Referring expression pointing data
'''

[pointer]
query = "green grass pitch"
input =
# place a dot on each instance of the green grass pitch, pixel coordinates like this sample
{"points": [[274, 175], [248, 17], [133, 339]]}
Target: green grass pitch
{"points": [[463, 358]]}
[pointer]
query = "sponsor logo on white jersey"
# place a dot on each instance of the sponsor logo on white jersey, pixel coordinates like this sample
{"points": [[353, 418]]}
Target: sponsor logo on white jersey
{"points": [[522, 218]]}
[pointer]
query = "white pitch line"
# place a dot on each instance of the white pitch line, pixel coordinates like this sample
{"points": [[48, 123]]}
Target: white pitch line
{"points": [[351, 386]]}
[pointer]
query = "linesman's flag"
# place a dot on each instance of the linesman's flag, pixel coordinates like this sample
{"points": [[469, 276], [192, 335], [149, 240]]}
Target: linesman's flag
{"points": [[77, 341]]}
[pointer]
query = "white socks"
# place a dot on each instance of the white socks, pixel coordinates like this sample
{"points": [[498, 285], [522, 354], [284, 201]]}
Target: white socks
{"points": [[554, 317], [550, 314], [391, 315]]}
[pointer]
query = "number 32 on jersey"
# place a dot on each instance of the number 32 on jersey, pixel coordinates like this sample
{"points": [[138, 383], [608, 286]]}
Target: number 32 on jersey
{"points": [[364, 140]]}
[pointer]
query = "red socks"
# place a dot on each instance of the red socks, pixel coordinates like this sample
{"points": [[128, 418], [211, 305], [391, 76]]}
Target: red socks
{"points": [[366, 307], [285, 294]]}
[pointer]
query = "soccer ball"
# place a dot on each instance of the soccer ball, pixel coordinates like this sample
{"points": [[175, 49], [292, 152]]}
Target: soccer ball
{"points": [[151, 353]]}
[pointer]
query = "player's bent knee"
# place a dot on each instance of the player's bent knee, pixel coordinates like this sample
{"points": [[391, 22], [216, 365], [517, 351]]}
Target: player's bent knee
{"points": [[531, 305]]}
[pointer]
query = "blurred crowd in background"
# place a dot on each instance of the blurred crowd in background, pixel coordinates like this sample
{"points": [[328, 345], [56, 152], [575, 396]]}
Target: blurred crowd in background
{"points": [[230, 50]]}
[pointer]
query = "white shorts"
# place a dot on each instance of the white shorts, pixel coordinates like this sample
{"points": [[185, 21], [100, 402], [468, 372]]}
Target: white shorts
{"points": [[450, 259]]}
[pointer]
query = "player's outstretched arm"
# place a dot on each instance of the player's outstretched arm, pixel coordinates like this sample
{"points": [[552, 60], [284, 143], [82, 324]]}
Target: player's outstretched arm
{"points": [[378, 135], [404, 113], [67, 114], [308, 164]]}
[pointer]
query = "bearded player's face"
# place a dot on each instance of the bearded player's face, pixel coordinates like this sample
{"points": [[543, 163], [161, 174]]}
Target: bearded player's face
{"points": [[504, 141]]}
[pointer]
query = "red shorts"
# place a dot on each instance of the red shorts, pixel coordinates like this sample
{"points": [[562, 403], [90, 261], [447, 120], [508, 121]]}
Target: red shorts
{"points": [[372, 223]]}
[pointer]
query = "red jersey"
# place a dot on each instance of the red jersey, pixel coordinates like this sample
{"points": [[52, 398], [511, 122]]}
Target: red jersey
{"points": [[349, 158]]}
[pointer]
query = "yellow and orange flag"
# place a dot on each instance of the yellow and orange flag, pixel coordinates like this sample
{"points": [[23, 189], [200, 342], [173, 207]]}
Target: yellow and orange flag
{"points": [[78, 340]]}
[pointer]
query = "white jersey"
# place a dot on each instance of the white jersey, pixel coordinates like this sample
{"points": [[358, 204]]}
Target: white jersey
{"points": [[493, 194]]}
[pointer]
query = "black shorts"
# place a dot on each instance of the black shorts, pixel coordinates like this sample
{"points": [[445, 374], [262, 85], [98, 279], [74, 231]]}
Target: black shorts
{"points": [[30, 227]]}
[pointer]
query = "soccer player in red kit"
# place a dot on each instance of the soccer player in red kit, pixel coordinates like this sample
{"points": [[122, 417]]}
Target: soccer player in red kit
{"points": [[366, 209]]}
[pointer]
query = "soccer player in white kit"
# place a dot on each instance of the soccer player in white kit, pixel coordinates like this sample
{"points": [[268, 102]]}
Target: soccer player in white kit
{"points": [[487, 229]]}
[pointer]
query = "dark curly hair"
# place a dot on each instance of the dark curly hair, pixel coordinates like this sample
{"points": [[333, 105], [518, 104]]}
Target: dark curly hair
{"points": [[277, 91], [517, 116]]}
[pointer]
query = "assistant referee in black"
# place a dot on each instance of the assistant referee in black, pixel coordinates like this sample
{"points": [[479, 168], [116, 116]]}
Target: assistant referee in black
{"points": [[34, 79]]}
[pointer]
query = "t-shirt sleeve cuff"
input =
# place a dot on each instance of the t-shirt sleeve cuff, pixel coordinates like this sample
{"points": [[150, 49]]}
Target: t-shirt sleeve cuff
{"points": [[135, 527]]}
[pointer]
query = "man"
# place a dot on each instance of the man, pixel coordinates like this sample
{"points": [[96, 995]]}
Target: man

'''

(PROBLEM TO SOLVE): Please give back all of the records exactly as written.

(TASK ANSWER):
[pointer]
query = "green grass pitch"
input =
# place a dot on each instance of the green grass pitch, pixel coordinates like this sample
{"points": [[274, 175], [248, 17], [133, 339]]}
Target: green grass pitch
{"points": [[463, 358]]}
[pointer]
query = "sponsor logo on white jersey"
# place a dot on each instance of the sponsor logo on white jersey, pixel coordinates like this sample
{"points": [[353, 418]]}
Target: sponsor logo on white jersey
{"points": [[522, 218]]}
[pointer]
query = "white pitch line"
# place a dot on each instance of the white pitch line, pixel coordinates like this sample
{"points": [[48, 123]]}
Target: white pitch line
{"points": [[351, 386]]}
[pointer]
query = "linesman's flag"
# place a dot on each instance of the linesman's flag, pixel coordinates like this sample
{"points": [[469, 276], [192, 335], [149, 240]]}
Target: linesman's flag
{"points": [[77, 341]]}
[pointer]
query = "white socks"
# place a dot on each instance of the white socks, pixel coordinates like this sample
{"points": [[498, 285], [522, 354], [284, 201]]}
Target: white socks
{"points": [[554, 317], [550, 314], [391, 315]]}
[pointer]
query = "number 32 on jersey"
# place a dot on each instance of the number 32 on jersey, pixel coordinates like this sample
{"points": [[138, 383], [608, 286]]}
Target: number 32 on jersey
{"points": [[364, 140]]}
[pointer]
query = "red socks"
# place a dot on each instance of the red socks, pixel coordinates like this sample
{"points": [[128, 418], [211, 305], [391, 76]]}
Target: red socks
{"points": [[366, 307], [285, 294]]}
[pointer]
query = "soccer ball"
# place a dot on each instance of the soccer ball, pixel coordinates like this sample
{"points": [[175, 49], [292, 152]]}
Target: soccer ball
{"points": [[151, 353]]}
[pointer]
query = "player's bent knee"
# place a dot on each instance of the player's bent knee, pixel coordinates like this sample
{"points": [[391, 22], [216, 365], [517, 351]]}
Target: player's bent knee
{"points": [[531, 305]]}
[pointer]
query = "blurred crowd in background"
# place a dot on each instance of the blurred crowd in background, pixel coordinates like this sample
{"points": [[328, 345], [56, 152], [575, 396]]}
Target: blurred crowd in background
{"points": [[230, 50]]}
[pointer]
query = "white shorts"
# place a dot on each instance of the white shorts, pixel coordinates like this sample
{"points": [[185, 21], [100, 402], [468, 372]]}
Target: white shorts
{"points": [[450, 259]]}
[pointer]
query = "player's outstretched arm"
# place a dot on each instance of the player's outstretched arm, pixel coordinates like this sample
{"points": [[552, 60], [284, 143], [82, 324]]}
Target: player's outstretched arm
{"points": [[378, 135], [404, 113], [67, 114], [308, 164]]}
[pointer]
query = "bearded player's face"
# place a dot on each instance of the bearded player's face, pixel coordinates like this sample
{"points": [[543, 163], [161, 174]]}
Target: bearded player's face
{"points": [[504, 141]]}
[pointer]
query = "red shorts"
# place a dot on each instance of the red shorts, pixel coordinates like this sample
{"points": [[562, 403], [90, 261], [447, 120], [508, 121]]}
Target: red shorts
{"points": [[372, 223]]}
[pointer]
query = "red jersey"
# place a dot on each instance of the red jersey, pixel coordinates like this sample
{"points": [[52, 398], [511, 122]]}
Target: red jersey
{"points": [[349, 158]]}
[pointer]
query = "yellow and orange flag"
# place a dot on each instance of the yellow and orange flag, pixel coordinates like this sample
{"points": [[23, 189], [200, 342], [173, 207]]}
Target: yellow and orange flag
{"points": [[78, 340]]}
[pointer]
query = "white jersey"
# place a dot on each instance of the white jersey, pixel coordinates like this sample
{"points": [[358, 204]]}
Target: white jersey
{"points": [[493, 194]]}
[pointer]
query = "black shorts"
# place a dot on each instance of the black shorts, pixel coordinates like this sample
{"points": [[445, 374], [262, 85], [98, 279], [74, 231]]}
Target: black shorts
{"points": [[30, 227]]}
[pointer]
query = "soccer player in red kit"
# place a dot on each instance of the soccer player in red kit, pixel coordinates like this sample
{"points": [[122, 417]]}
Target: soccer player in red kit
{"points": [[366, 209]]}
[pointer]
query = "soccer player in white kit"
# place a dot on each instance of the soccer player in white kit, pixel coordinates like this sample
{"points": [[268, 102]]}
Target: soccer player in white kit
{"points": [[487, 229]]}
[pointer]
query = "dark curly hair"
# place a dot on each instance of the dark curly hair, pixel coordinates like this sample
{"points": [[333, 105], [518, 104]]}
Target: dark curly hair
{"points": [[277, 91], [517, 116]]}
[pointer]
query = "assistant referee in black"
# place a dot on each instance of the assistant referee in black, pixel coordinates like this sample
{"points": [[479, 168], [116, 116]]}
Target: assistant referee in black
{"points": [[34, 79]]}
[pointer]
query = "t-shirt sleeve cuff"
input =
# place a dot on each instance of the t-shirt sleeve cuff, pixel coordinates like this sample
{"points": [[150, 49]]}
Target: t-shirt sleeve cuff
{"points": [[135, 527]]}
[pointer]
query = "man"
# place a dot on each instance of the man, pixel coordinates like this sample
{"points": [[96, 995]]}
Target: man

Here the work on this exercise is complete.